Convert every line of the data below into a JSON list of strings, one string per line, leaving out blank lines.
——————
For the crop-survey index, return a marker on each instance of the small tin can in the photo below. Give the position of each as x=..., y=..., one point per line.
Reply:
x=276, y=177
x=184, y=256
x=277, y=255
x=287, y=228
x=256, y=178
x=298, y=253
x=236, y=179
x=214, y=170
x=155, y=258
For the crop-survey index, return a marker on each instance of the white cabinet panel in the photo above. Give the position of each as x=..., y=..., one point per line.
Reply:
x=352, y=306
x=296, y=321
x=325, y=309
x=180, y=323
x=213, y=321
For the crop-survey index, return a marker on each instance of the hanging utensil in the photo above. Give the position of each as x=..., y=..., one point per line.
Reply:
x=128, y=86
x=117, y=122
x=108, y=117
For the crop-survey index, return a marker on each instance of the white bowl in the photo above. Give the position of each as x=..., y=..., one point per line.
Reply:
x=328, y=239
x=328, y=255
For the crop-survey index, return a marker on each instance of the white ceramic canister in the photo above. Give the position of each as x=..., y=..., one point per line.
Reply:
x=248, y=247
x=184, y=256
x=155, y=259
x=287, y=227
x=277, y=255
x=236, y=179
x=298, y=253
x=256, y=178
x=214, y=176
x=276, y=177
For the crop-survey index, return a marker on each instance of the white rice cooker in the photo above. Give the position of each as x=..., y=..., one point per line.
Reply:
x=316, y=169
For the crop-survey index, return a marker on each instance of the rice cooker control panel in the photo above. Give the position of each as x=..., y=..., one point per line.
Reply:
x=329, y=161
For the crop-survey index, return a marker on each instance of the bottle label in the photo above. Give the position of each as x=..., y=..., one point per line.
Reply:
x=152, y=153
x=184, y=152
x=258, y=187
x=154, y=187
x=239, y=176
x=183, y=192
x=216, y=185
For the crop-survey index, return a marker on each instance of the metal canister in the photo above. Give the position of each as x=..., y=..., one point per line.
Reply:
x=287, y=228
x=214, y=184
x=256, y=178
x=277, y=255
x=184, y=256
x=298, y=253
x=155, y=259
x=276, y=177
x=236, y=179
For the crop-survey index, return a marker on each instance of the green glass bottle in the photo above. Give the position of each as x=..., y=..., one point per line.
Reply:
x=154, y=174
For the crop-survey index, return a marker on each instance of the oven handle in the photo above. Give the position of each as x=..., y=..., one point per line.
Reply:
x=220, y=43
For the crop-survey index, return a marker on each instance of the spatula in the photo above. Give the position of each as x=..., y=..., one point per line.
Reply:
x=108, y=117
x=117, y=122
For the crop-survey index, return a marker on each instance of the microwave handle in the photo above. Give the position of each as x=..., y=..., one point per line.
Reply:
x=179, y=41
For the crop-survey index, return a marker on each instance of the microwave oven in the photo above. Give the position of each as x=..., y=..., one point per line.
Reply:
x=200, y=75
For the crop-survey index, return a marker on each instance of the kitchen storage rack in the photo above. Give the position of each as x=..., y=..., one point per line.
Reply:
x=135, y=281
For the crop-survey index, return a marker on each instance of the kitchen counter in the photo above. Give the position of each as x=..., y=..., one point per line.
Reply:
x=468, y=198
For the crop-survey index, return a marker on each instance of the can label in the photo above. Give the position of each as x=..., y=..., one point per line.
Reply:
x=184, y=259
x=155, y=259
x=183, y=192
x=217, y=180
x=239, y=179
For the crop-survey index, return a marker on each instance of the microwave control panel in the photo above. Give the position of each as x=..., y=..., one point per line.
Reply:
——————
**TASK RESPONSE**
[
  "For the crop-survey index, return a marker on each instance of the small tin can in the photo below. Give the position of each as x=..., y=..., one point per line.",
  "Reply:",
  "x=276, y=177",
  "x=184, y=256",
  "x=277, y=255",
  "x=287, y=228",
  "x=256, y=178",
  "x=298, y=253",
  "x=236, y=179",
  "x=214, y=170",
  "x=155, y=258",
  "For the crop-survey index, return a marker on each instance of the white cabinet panel in the photo above. Give the position of each as x=..., y=..., one point per line.",
  "Reply:",
  "x=352, y=306",
  "x=296, y=321",
  "x=325, y=309",
  "x=180, y=323",
  "x=213, y=321",
  "For the crop-survey index, return a marker on each instance of the hanging utensil in the photo above. Give the position of each as x=..., y=..., one point per line.",
  "Reply:",
  "x=128, y=86",
  "x=117, y=122",
  "x=108, y=117",
  "For the crop-survey index, return a marker on each instance of the white bowl in the photo above. Give the position of each as x=..., y=..., one point per line.",
  "Reply:",
  "x=328, y=239",
  "x=328, y=255",
  "For the crop-survey index, return a marker on each instance of the white ceramic canister in the photo above. Give the position of each as x=..., y=..., one point per line.",
  "Reply:",
  "x=248, y=247",
  "x=184, y=256",
  "x=155, y=259",
  "x=287, y=227",
  "x=277, y=255",
  "x=236, y=179",
  "x=298, y=253",
  "x=256, y=178",
  "x=214, y=176",
  "x=276, y=177",
  "For the crop-survey index, return a marker on each instance of the white rice cooker in the photo above. Give the position of each as x=..., y=..., one point per line.",
  "Reply:",
  "x=316, y=169",
  "For the crop-survey index, return a marker on each instance of the rice cooker control panel in the photo above. Give the position of each as x=..., y=..., one point per line.",
  "Reply:",
  "x=329, y=161",
  "For the crop-survey index, return a marker on each instance of the bottle label in the photo above. Give the position of each as x=..., y=..., one point per line.",
  "Reply:",
  "x=152, y=153",
  "x=184, y=152",
  "x=258, y=187",
  "x=154, y=187",
  "x=239, y=176",
  "x=183, y=192",
  "x=216, y=185",
  "For the crop-survey index, return a marker on each instance of the metal canister in the photo above. Give the position of each as x=..., y=..., one point per line.",
  "Reply:",
  "x=287, y=228",
  "x=214, y=184",
  "x=256, y=178",
  "x=277, y=255",
  "x=184, y=256",
  "x=298, y=253",
  "x=155, y=259",
  "x=276, y=177",
  "x=236, y=179",
  "For the crop-survey index, return a marker on each instance of the green glass bottle in the photo above. Give the position of each as x=..., y=..., one point per line.",
  "Reply:",
  "x=154, y=174",
  "For the crop-survey index, return a marker on each instance of the oven handle in the photo above. Give the position of each as x=..., y=..., one point per line.",
  "Reply:",
  "x=220, y=43",
  "For the crop-survey index, return a marker on each instance of the spatula in the photo above. Give the position of each as x=..., y=..., one point per line.",
  "Reply:",
  "x=108, y=117",
  "x=117, y=122",
  "For the crop-survey index, return a marker on each instance of the microwave handle in the photo above. Give the position of each as x=..., y=..., one point per line.",
  "Reply:",
  "x=179, y=41",
  "For the crop-survey index, return a marker on each instance of the microwave oven in the photo above. Give the position of each as x=..., y=..., one point per line.",
  "Reply:",
  "x=200, y=75",
  "For the crop-survey index, return a marker on each instance of the kitchen storage rack in the photo above. Give the position of each as x=..., y=..., one point per line.",
  "Reply:",
  "x=135, y=281",
  "For the crop-survey index, return a marker on each instance of the kitchen counter in the photo above. Give the position of each as x=..., y=..., one point per line.",
  "Reply:",
  "x=468, y=198",
  "For the crop-survey index, return a marker on each instance of the can label in the photo above. Give the position of each as x=..., y=..., one point per line.",
  "Reply:",
  "x=184, y=259",
  "x=155, y=259",
  "x=183, y=192",
  "x=217, y=180",
  "x=239, y=179",
  "For the crop-survey index, return a marker on each instance of the microwave control panel in the photo above. Give the position of each as x=..., y=..., one point per line.",
  "Reply:"
]